PROBLEM:
Show every line of the records that contains the word "appreciated".

EXERCISE INPUTS:
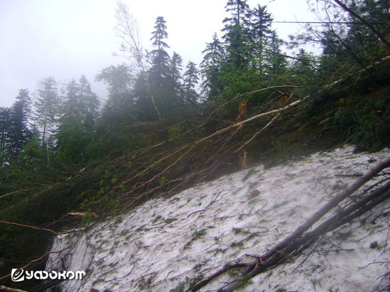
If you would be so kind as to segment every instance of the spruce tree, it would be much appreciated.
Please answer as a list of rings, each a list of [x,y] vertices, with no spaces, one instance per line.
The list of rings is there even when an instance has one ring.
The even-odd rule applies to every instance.
[[[213,36],[213,41],[206,44],[206,49],[202,52],[204,55],[200,64],[200,73],[203,80],[202,91],[208,93],[210,97],[216,95],[218,91],[217,81],[224,51],[216,33],[214,33]]]
[[[28,90],[21,89],[11,108],[11,124],[9,130],[9,150],[16,156],[31,138],[28,129],[28,118],[31,113],[31,99]]]
[[[59,100],[57,93],[57,83],[52,76],[43,80],[41,89],[38,90],[35,105],[37,114],[33,120],[42,128],[42,145],[47,146],[58,116]]]
[[[184,72],[184,92],[187,102],[195,104],[196,101],[198,94],[195,91],[195,86],[197,84],[199,77],[198,70],[193,62],[189,62],[186,67],[187,70]]]
[[[157,87],[162,85],[164,78],[169,74],[169,55],[165,50],[169,46],[163,40],[168,37],[166,22],[163,17],[157,18],[154,27],[156,30],[152,33],[153,36],[150,39],[156,49],[149,54],[152,60],[149,76],[151,83]]]

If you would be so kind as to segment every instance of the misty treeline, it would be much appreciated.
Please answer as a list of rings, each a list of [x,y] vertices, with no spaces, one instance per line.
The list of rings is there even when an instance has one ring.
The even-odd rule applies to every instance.
[[[103,68],[96,75],[96,80],[108,87],[106,102],[102,104],[83,75],[62,88],[50,76],[41,81],[37,92],[31,94],[21,89],[11,107],[0,108],[0,219],[50,227],[51,220],[76,209],[96,212],[90,209],[91,202],[102,194],[111,194],[113,184],[119,183],[114,188],[124,192],[125,183],[119,180],[128,182],[132,175],[142,178],[145,181],[141,180],[137,185],[148,189],[150,182],[144,177],[149,173],[153,176],[161,162],[143,149],[163,146],[158,151],[166,153],[167,159],[174,164],[175,156],[168,154],[174,147],[228,128],[264,109],[272,110],[286,105],[283,98],[274,96],[290,96],[289,102],[301,100],[301,110],[276,123],[280,128],[290,127],[281,132],[283,135],[275,132],[273,136],[272,127],[268,128],[270,134],[267,141],[262,141],[261,147],[250,149],[254,160],[255,154],[258,159],[261,155],[266,157],[284,149],[291,152],[289,143],[310,140],[314,132],[321,139],[332,132],[332,140],[327,138],[332,143],[348,141],[362,149],[375,150],[389,145],[390,82],[389,60],[386,58],[390,55],[386,43],[390,36],[389,1],[345,1],[351,10],[371,23],[371,28],[336,1],[312,1],[312,12],[322,23],[307,24],[288,41],[280,39],[272,29],[273,17],[266,6],[251,7],[246,2],[227,1],[225,9],[229,16],[221,24],[220,36],[211,32],[199,64],[183,64],[178,53],[169,53],[174,48],[169,46],[169,23],[162,16],[157,17],[151,32],[153,50],[145,50],[136,19],[124,4],[118,2],[115,33],[122,42],[117,55],[125,61]],[[305,48],[310,44],[320,48],[321,54],[307,52]],[[287,47],[296,53],[284,52]],[[258,90],[283,85],[299,88],[274,89],[274,95],[269,90]],[[246,107],[239,114],[241,102]],[[262,122],[261,127],[268,122]],[[255,126],[258,125],[249,127],[247,132],[237,128],[226,137],[213,136],[219,140],[210,143],[210,149],[218,153],[220,143],[226,146],[239,135],[247,141],[257,130]],[[242,144],[237,143],[237,147]],[[184,155],[184,146],[177,149],[175,155]],[[216,153],[207,156],[209,150],[205,146],[188,163],[183,160],[170,171],[191,177],[201,163],[208,163],[214,157]],[[144,155],[144,160],[130,161],[138,154]],[[99,170],[103,170],[100,176],[93,177],[97,170],[83,172],[88,165],[119,164],[116,158],[126,155],[130,155],[127,170],[114,174],[107,166]],[[241,159],[246,162],[246,156]],[[147,167],[151,162],[152,166]],[[133,174],[120,177],[130,169]],[[47,202],[46,196],[37,202],[40,197],[34,196],[50,190],[56,183],[66,185],[67,180],[75,174],[80,177],[90,175],[88,182],[95,186],[86,191],[85,182],[80,179],[73,186],[73,194],[55,196],[55,202]],[[163,174],[153,178],[165,188],[158,189],[168,190],[169,182],[177,178]],[[86,198],[87,193],[97,195]],[[44,215],[33,214],[37,210],[31,209],[32,201],[27,200],[33,197]],[[108,195],[104,198],[111,200]],[[111,210],[122,206],[115,201]],[[18,214],[23,215],[22,220]],[[41,245],[39,238],[22,233],[18,236],[14,230],[11,233],[7,225],[0,228],[7,236],[0,236],[0,240],[5,240],[4,244],[0,242],[0,260],[6,257],[20,260],[23,255],[27,256],[26,246]],[[9,245],[13,240],[19,240],[19,245]]]

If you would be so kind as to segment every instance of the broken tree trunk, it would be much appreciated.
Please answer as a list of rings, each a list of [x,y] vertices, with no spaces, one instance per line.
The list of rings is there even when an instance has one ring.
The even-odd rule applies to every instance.
[[[329,212],[345,199],[359,189],[365,183],[376,176],[381,170],[390,166],[390,157],[377,164],[371,169],[358,178],[344,191],[336,195],[327,203],[317,210],[302,225],[297,228],[291,234],[279,241],[261,256],[247,262],[239,262],[225,266],[212,275],[188,289],[186,292],[197,291],[213,279],[226,271],[236,268],[245,268],[242,278],[246,279],[253,278],[259,274],[280,264],[286,260],[286,255],[296,251],[300,247],[308,247],[323,234],[350,222],[353,219],[370,210],[378,204],[390,198],[390,182],[377,188],[369,195],[362,197],[370,189],[362,192],[359,196],[361,199],[348,207],[336,212],[333,216],[323,222],[313,230],[305,232],[317,222],[325,214]],[[299,250],[302,251],[303,248]],[[295,253],[296,254],[296,253]],[[237,280],[234,281],[226,288],[218,290],[218,292],[232,292],[237,285]]]

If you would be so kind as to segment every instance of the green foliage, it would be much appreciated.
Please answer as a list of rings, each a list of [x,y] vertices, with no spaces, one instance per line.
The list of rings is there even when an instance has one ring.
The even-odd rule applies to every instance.
[[[180,134],[181,127],[178,124],[173,125],[168,129],[168,139],[170,140],[176,141],[180,139]]]
[[[381,246],[378,243],[378,241],[375,240],[375,241],[372,241],[370,242],[370,248],[371,249],[376,249],[377,250],[380,251],[383,248],[383,246]]]

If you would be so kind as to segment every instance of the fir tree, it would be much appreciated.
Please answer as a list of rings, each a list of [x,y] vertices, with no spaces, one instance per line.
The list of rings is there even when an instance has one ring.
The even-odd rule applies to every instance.
[[[204,55],[200,64],[200,73],[203,80],[202,90],[203,92],[208,93],[209,96],[214,96],[217,91],[217,80],[224,52],[223,44],[218,39],[216,33],[214,33],[213,36],[213,41],[206,44],[206,49],[202,52]]]
[[[199,77],[198,70],[196,65],[193,62],[189,62],[184,73],[184,92],[187,102],[194,104],[196,101],[197,93],[195,91],[195,86],[197,84]]]
[[[58,115],[59,98],[54,78],[50,76],[45,78],[38,92],[35,103],[37,114],[33,120],[42,128],[42,145],[47,145]]]
[[[22,149],[31,137],[28,129],[28,118],[31,111],[31,99],[28,90],[21,89],[16,97],[16,101],[11,108],[11,124],[9,129],[9,150],[14,156]]]
[[[166,22],[163,17],[159,16],[157,18],[154,27],[156,30],[152,33],[153,36],[150,39],[153,41],[152,44],[156,49],[149,54],[152,59],[152,67],[149,70],[149,75],[151,83],[156,86],[161,86],[164,78],[169,73],[169,55],[165,50],[169,46],[163,40],[168,37]]]

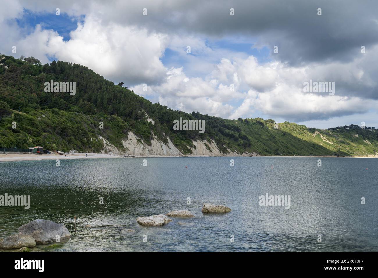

FULL SOLUTION:
If you would be so kind as to segment every instance of the spruce tree, it would be much appreciated.
If you would be so kind as to segment every instance of the misty treeline, it would be much appreciated.
If you would be so kind as to segment every instance of the broken tree trunk, it would be much appreciated.
If you would be so kind as to segment every instance of the green foliage, it would be much appreciated.
If you would be so kind as to segment every instance of the fir tree, it would be much appreciated.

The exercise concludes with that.